- [THE DATA]:
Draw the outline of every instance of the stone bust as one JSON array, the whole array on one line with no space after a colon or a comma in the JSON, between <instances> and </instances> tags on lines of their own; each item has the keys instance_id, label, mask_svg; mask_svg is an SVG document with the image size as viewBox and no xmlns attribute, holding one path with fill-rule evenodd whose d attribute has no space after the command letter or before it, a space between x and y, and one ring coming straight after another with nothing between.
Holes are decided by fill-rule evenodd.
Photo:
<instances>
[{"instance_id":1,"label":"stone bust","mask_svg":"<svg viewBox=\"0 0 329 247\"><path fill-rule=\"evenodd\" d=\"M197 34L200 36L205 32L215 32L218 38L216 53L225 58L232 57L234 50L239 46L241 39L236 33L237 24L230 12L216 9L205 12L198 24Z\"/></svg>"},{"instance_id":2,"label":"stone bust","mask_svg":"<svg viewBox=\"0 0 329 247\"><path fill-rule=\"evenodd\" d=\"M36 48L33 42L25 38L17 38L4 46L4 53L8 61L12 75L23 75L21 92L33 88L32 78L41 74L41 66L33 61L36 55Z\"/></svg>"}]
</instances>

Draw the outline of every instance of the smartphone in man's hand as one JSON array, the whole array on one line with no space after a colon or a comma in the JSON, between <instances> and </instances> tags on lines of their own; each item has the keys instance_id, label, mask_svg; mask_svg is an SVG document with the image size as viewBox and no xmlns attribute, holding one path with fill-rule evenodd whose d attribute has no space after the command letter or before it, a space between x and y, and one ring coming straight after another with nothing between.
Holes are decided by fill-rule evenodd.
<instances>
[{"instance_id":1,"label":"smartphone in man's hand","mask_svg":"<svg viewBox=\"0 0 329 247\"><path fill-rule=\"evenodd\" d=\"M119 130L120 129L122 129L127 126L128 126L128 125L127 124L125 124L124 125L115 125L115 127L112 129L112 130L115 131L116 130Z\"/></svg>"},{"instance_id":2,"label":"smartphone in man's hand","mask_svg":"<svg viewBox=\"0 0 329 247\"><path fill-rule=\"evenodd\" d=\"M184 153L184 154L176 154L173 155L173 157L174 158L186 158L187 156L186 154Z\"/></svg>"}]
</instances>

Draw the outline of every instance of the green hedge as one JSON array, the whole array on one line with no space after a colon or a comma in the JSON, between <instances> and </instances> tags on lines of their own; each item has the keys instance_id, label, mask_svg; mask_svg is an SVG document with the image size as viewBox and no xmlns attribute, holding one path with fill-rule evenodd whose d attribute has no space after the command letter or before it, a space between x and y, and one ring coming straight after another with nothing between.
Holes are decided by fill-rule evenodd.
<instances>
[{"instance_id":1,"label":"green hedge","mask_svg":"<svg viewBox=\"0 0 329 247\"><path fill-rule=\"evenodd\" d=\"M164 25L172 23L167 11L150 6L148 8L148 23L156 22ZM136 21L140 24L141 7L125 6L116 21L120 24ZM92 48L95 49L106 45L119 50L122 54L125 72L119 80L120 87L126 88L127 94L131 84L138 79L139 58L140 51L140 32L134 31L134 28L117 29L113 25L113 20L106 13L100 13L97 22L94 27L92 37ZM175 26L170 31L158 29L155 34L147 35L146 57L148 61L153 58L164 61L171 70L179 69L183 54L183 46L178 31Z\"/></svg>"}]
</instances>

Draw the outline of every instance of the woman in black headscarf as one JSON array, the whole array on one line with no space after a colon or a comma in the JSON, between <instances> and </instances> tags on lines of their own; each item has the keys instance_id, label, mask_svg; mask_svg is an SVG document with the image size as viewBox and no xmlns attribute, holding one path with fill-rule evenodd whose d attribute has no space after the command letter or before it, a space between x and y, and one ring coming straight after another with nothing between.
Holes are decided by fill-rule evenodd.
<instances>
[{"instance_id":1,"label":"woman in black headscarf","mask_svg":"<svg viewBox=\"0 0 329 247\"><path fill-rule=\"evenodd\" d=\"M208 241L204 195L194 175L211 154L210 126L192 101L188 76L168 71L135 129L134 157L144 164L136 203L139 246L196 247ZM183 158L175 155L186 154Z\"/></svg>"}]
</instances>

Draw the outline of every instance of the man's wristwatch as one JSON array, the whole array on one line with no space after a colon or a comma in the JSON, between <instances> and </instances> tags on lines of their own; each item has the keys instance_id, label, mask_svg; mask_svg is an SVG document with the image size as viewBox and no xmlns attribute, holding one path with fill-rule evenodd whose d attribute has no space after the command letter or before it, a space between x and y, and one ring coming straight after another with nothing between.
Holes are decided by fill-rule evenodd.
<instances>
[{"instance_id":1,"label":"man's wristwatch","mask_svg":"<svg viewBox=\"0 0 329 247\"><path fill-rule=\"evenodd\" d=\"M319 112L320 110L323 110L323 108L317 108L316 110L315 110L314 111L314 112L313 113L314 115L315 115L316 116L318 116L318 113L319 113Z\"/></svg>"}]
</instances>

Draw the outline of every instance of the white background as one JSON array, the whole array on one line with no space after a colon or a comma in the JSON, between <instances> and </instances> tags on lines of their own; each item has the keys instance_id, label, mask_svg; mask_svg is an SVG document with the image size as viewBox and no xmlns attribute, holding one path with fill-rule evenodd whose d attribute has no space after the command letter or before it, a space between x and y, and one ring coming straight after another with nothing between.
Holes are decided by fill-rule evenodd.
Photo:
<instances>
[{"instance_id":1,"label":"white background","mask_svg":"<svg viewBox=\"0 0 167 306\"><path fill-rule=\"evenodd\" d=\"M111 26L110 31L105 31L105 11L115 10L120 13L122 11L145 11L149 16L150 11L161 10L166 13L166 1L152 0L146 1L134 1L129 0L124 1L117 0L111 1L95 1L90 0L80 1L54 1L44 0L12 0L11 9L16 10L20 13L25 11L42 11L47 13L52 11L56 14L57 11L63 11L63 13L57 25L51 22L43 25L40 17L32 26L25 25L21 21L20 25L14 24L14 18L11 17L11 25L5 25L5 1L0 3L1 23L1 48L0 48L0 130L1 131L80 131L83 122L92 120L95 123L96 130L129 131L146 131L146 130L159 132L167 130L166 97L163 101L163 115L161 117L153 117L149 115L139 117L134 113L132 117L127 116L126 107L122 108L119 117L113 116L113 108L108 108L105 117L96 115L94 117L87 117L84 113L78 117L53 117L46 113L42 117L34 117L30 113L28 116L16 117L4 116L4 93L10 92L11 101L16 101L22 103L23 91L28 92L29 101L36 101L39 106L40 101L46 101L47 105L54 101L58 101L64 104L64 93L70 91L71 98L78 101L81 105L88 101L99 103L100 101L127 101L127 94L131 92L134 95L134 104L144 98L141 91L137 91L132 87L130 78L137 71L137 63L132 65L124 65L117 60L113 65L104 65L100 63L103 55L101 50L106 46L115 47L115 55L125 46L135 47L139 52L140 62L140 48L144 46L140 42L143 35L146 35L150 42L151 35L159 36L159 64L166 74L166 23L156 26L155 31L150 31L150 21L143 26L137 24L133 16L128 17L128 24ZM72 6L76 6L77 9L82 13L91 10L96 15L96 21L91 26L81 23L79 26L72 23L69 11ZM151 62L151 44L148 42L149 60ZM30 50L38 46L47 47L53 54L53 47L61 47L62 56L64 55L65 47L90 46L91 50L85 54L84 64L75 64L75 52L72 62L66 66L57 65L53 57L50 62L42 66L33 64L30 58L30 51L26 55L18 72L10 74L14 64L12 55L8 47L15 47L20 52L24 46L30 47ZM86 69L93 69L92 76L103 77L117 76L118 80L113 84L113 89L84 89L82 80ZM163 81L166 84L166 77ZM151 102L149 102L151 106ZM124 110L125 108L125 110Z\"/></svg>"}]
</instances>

- [AIM OF THE TASK]:
Reproduce every line of the data verbatim.

- [PROBLEM SOLUTION]:
Draw the outline of every instance of the stone bust as one JSON array, the whole array on one line with no space after a colon or a comma in the JSON, between <instances> and </instances> tags on lines of their own; each item has the keys instance_id, label, mask_svg; mask_svg is an SVG document with the image size as viewBox and no xmlns attribute, holding one path with fill-rule evenodd whose d attribute has no space after the command letter or before it, a space between x and y, and one ring coming straight after another with nothing between.
Holes are decided by fill-rule evenodd.
Photo:
<instances>
[{"instance_id":1,"label":"stone bust","mask_svg":"<svg viewBox=\"0 0 329 247\"><path fill-rule=\"evenodd\" d=\"M197 34L200 36L205 32L215 32L218 38L216 53L225 58L232 57L234 50L239 46L241 39L236 33L237 24L230 12L216 9L205 12L198 24Z\"/></svg>"},{"instance_id":2,"label":"stone bust","mask_svg":"<svg viewBox=\"0 0 329 247\"><path fill-rule=\"evenodd\" d=\"M36 48L33 42L25 38L17 38L4 46L4 53L8 61L12 75L23 75L21 92L33 88L32 78L41 74L41 66L33 61L36 55Z\"/></svg>"}]
</instances>

Draw the outline of every instance of the smartphone in man's hand as one JSON array, the whole array on one line with no space after a colon or a comma in the JSON, between <instances> and </instances> tags on lines of their own; each item has the keys instance_id, label, mask_svg; mask_svg is an SVG document with the image size as viewBox and no xmlns attribute, holding one path with fill-rule evenodd whose d attribute has no space after the command letter or before it, a space between x and y, and one ring coming straight after another with nothing between.
Holes are decided by fill-rule evenodd.
<instances>
[{"instance_id":1,"label":"smartphone in man's hand","mask_svg":"<svg viewBox=\"0 0 329 247\"><path fill-rule=\"evenodd\" d=\"M119 130L120 129L122 129L127 126L128 126L128 125L127 124L125 124L124 125L115 125L115 127L112 129L112 130L115 131L116 130Z\"/></svg>"},{"instance_id":2,"label":"smartphone in man's hand","mask_svg":"<svg viewBox=\"0 0 329 247\"><path fill-rule=\"evenodd\" d=\"M184 153L184 154L176 154L173 155L173 157L174 158L186 158L187 156L186 154Z\"/></svg>"}]
</instances>

Draw the outline of every instance of the green hedge as one JSON array, the whole array on one line with no space after a colon or a comma in the JSON, between <instances> and </instances> tags on lines of their own; each item has the keys instance_id, label, mask_svg; mask_svg is an SVG document with the image size as viewBox and no xmlns attribute, holding one path with fill-rule evenodd whose d attribute has no space after the command letter or before it, a space between x and y, and one ring coming straight after another with nothing between.
Holes are decided by fill-rule evenodd.
<instances>
[{"instance_id":1,"label":"green hedge","mask_svg":"<svg viewBox=\"0 0 329 247\"><path fill-rule=\"evenodd\" d=\"M164 25L172 23L167 11L150 6L148 8L148 23L156 22ZM136 21L140 24L141 7L125 6L116 21L120 24ZM92 48L95 49L106 45L119 50L122 54L125 72L119 80L120 87L126 88L127 94L131 84L138 79L139 58L140 51L140 32L134 31L134 28L117 29L113 25L113 20L106 13L100 13L97 22L94 27L92 37ZM175 26L170 31L158 29L155 34L147 35L146 57L148 61L153 58L164 61L171 70L179 69L183 54L183 46L178 31Z\"/></svg>"}]
</instances>

Draw the outline of every instance of the woman in black headscarf as one JSON array, the whole array on one line with no space after a colon or a comma in the JSON, between <instances> and </instances> tags on lines of their own; each item has the keys instance_id, label, mask_svg; mask_svg is an SVG document with the image size as viewBox and no xmlns attribute, holding one path with fill-rule evenodd whose d attribute has no space after the command letter or before it, a space between x and y, and one ring coming straight after another with nothing between.
Holes are decided by fill-rule evenodd.
<instances>
[{"instance_id":1,"label":"woman in black headscarf","mask_svg":"<svg viewBox=\"0 0 329 247\"><path fill-rule=\"evenodd\" d=\"M208 241L204 195L194 175L211 154L210 126L192 101L188 76L168 71L135 129L134 157L144 164L136 203L139 246L196 247ZM183 158L175 155L186 154Z\"/></svg>"}]
</instances>

Draw the outline of every instance of the man's wristwatch as one JSON array, the whole array on one line with no space after a colon or a comma in the JSON, between <instances> and </instances> tags on lines of their own; each item has the keys instance_id, label, mask_svg; mask_svg is an SVG document with the image size as viewBox and no xmlns attribute, holding one path with fill-rule evenodd whose d attribute has no space after the command letter or before it, a space between x and y, and one ring coming straight after another with nothing between.
Holes are decided by fill-rule evenodd.
<instances>
[{"instance_id":1,"label":"man's wristwatch","mask_svg":"<svg viewBox=\"0 0 329 247\"><path fill-rule=\"evenodd\" d=\"M319 112L320 110L323 110L323 108L317 108L316 110L315 110L314 111L314 112L313 113L314 115L315 115L316 116L318 116L318 113L319 113Z\"/></svg>"}]
</instances>

Draw the outline of every instance of the white background as one JSON array, the whole array on one line with no space after a colon or a comma in the JSON, between <instances> and </instances> tags on lines of their own; each item has the keys instance_id, label, mask_svg; mask_svg is an SVG document with the image size as viewBox and no xmlns attribute, holding one path with fill-rule evenodd whose d attribute has no space after the command letter or before it, a space between x and y, and one ring coming straight after another with nothing between.
Holes are decided by fill-rule evenodd.
Photo:
<instances>
[{"instance_id":1,"label":"white background","mask_svg":"<svg viewBox=\"0 0 167 306\"><path fill-rule=\"evenodd\" d=\"M111 26L110 31L105 31L105 11L115 10L120 13L122 11L145 11L149 16L150 11L161 10L166 13L166 1L152 0L146 1L134 1L129 0L124 1L117 0L111 1L95 1L90 0L80 1L54 1L44 0L12 0L11 9L16 10L20 13L25 11L42 11L47 13L52 11L56 14L57 11L63 11L63 13L57 25L51 22L43 25L40 17L32 26L25 25L21 21L20 25L14 24L14 18L11 17L11 25L5 25L5 1L0 3L1 23L1 48L0 48L0 130L1 131L80 131L83 122L92 120L95 123L96 130L129 131L146 131L146 130L159 132L167 130L166 97L163 101L163 115L161 117L153 117L149 115L139 117L134 113L132 117L127 116L126 107L122 108L119 117L113 116L113 108L108 108L105 117L96 115L94 117L87 117L84 113L78 117L53 117L46 113L42 117L34 117L30 113L28 116L16 117L4 116L4 93L10 92L11 101L16 101L22 103L23 91L28 92L29 101L36 101L39 106L40 101L46 101L47 105L54 101L58 101L64 104L64 93L70 91L71 98L78 101L81 105L88 101L99 103L100 101L127 101L127 94L131 92L134 95L134 104L144 98L141 91L137 91L132 87L130 78L137 71L137 63L132 65L124 65L117 60L113 65L104 65L100 63L103 55L101 50L106 46L115 47L115 55L125 46L135 47L139 52L140 62L140 48L144 46L140 42L143 35L146 35L150 42L151 35L159 36L159 64L166 74L166 23L156 26L155 31L150 31L150 21L143 26L137 24L133 16L128 17L128 24ZM72 6L76 6L77 9L82 13L91 10L96 15L96 21L91 26L81 23L79 26L72 23L69 11ZM151 62L151 44L148 42L149 60ZM30 50L38 46L47 47L53 54L53 47L61 47L62 56L64 55L65 47L90 46L91 50L85 54L84 64L75 64L75 52L72 62L66 66L57 65L53 57L50 62L42 66L33 64L30 58L30 51L26 55L18 72L10 74L14 64L12 55L8 47L15 47L20 52L24 46L30 47ZM86 69L93 69L92 76L103 77L117 76L118 80L113 84L113 89L84 89L82 80ZM163 81L166 84L166 77ZM151 102L149 102L151 106ZM124 110L125 108L125 110Z\"/></svg>"}]
</instances>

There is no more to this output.